## WHAT YOU ARE ASKED TO DO
Render the entries below as a Markdown table with the columns Row and Line, giving each non-blank line its own row and its number.

** START RECORDS FOR THIS TASK **

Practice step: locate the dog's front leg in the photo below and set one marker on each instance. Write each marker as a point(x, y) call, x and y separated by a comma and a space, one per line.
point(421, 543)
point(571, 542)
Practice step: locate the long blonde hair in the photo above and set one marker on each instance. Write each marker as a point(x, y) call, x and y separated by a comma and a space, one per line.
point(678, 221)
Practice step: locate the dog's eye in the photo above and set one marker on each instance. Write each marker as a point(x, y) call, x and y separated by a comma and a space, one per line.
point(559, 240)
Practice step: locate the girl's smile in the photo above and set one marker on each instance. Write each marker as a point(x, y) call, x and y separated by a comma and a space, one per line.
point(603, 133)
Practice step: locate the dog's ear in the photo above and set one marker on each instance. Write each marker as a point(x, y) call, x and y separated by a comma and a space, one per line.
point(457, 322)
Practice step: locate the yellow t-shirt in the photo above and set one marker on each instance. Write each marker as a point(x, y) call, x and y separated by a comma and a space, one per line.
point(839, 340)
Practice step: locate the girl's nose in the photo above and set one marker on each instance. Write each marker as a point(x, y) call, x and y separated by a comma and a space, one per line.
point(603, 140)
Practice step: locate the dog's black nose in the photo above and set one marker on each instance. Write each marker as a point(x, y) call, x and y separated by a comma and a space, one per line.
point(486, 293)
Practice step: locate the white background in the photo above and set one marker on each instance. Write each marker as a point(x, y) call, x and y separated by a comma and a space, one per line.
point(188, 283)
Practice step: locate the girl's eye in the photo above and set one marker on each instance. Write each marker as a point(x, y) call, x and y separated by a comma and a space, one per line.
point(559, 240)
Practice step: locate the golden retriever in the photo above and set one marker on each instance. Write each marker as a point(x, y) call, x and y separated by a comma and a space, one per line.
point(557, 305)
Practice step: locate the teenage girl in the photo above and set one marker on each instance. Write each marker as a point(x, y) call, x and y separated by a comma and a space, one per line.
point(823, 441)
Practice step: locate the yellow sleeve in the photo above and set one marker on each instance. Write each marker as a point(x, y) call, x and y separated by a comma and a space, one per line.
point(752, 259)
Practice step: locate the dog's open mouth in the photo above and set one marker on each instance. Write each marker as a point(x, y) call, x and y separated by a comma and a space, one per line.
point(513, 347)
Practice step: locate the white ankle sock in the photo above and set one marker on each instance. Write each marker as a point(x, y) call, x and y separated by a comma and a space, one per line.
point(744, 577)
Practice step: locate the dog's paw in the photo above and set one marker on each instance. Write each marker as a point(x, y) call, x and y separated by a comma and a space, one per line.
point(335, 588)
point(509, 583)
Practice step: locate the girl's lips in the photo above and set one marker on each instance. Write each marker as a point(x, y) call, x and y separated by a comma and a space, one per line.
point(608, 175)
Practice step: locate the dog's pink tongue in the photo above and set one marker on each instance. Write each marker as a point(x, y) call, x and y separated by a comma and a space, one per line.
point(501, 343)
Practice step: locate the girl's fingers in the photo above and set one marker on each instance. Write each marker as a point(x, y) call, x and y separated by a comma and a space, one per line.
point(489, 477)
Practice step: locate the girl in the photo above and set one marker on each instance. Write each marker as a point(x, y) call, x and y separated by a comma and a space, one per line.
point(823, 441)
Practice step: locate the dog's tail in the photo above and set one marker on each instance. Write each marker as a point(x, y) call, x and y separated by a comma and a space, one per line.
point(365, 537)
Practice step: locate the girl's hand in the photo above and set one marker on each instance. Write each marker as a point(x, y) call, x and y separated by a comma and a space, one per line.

** END RECORDS FOR THIS TASK **

## FINAL RESULT
| Row | Line |
|---|---|
| 1 | Practice step: locate the dog's front leg in the photo below and set one marker on each instance. Write each marker as a point(x, y) call, x and y separated by a comma and a space, one per line. |
| 2 | point(421, 543) |
| 3 | point(571, 542) |
| 4 | Practice step: locate the long blonde hair in the photo above and set one marker on each instance. Write each marker as a point(x, y) call, x and y separated by a comma and a space, one per line. |
| 5 | point(678, 221) |
| 6 | Practice step: locate the dog's eye in the photo above and set one marker on each instance. Write each marker as a point(x, y) call, x and y separated by a comma and a space, one per line. |
| 7 | point(559, 240) |
| 8 | Practice step: locate the girl's smile in the photo above and set one marker on each instance. Write each marker as a point(x, y) call, x and y separated by a comma and a space, one per line. |
| 9 | point(603, 133) |
| 10 | Practice step: locate the dog's ear in the photo above and set one marker on each instance. Write each marker as a point(x, y) call, x and y separated by a comma and a space, one per line. |
| 11 | point(457, 322) |
| 12 | Practice step: locate the yellow t-shirt in the photo above and set one marker on each instance. Write each marker as a point(x, y) call, x and y separated by a comma and a space, one per line. |
| 13 | point(839, 340) |
| 14 | Practice step: locate the girl's nose in the photo above and set one marker on each instance. Write each marker as a point(x, y) call, x and y separated by a comma and a space, one per line. |
| 15 | point(603, 140) |
| 16 | Practice step: locate the dog's black nose in the photo above and set one marker on each instance. Write each marker as a point(x, y) call, x and y separated by a comma and a space, one per line. |
| 17 | point(486, 293) |
| 18 | Practice step: locate the white background in the photo above and set one marker on each instance. Write each marker as a point(x, y) call, x and y separated by a comma and a space, one per line. |
| 19 | point(188, 283) |
| 20 | Practice step: locate the girl's eye in the photo above and set one marker on each instance. Write each marker as a point(x, y) call, x and y separated by a comma and a space, one per line. |
| 21 | point(559, 240) |
| 22 | Practice step: locate the golden retriever in the photo above and set one marker on each instance. Write each marker as a point(x, y) call, x and y separated by a comma and a space, one per line. |
| 23 | point(557, 305) |
| 24 | Practice step: locate the teenage girl in the photo above and set one marker on each instance. Write each marker as a point(x, y) call, x and y separated by a comma and a space, one per line. |
| 25 | point(823, 441) |
| 26 | Practice step: locate the yellow sleeve in the photo above and set one marker on each instance. Write each marker as a point(x, y) call, x and y separated by a comma and a space, one per line. |
| 27 | point(752, 259) |
| 28 | Practice step: locate the dog's open mouth in the photo above and set one marker on each instance. Write each marker as a point(x, y) call, x and y separated by a comma and a space, one per line. |
| 29 | point(513, 347) |
| 30 | Practice step: locate the white ankle sock in the photo above and set one marker on each instance. Write each marker as a point(x, y) call, x and y separated by a comma and a space, one per line. |
| 31 | point(744, 577) |
| 32 | Practice step: locate the dog's paw in the photo above and set one marker on each instance. Write each marker as a point(x, y) call, x and y separated by a comma and a space, one per line. |
| 33 | point(335, 588) |
| 34 | point(509, 583) |
| 35 | Practice step: locate the girl's lips in the photo above and set one marker on each instance. Write each marker as a point(x, y) call, x and y separated by a comma and a space, one per line. |
| 36 | point(608, 175) |
| 37 | Practice step: locate the dog's pink tongue in the photo above and set one marker on each instance. Write each marker as a point(x, y) call, x and y separated by a comma and a space, one per line. |
| 38 | point(501, 343) |
| 39 | Practice step: locate the girl's fingers in the photo above and set one marker on each instance. Write each marker as a point(x, y) call, x and y separated by a comma and a space, one per line. |
| 40 | point(489, 477) |
| 41 | Practice step: locate the girl in the photo above and set one marker on each instance. Write each marker as a point(x, y) call, x and y separated by a comma and a space, one per line. |
| 42 | point(823, 441) |
| 43 | Practice step: locate the dog's tail in the photo above and set one marker on each instance. Write each marker as a point(x, y) call, x and y separated by a comma and a space, one per line. |
| 44 | point(365, 537) |
| 45 | Practice step: locate the girl's hand in the photo above and set one marker on each instance. Write each marker as a point(x, y) call, x and y separated by a comma and a space, one per line. |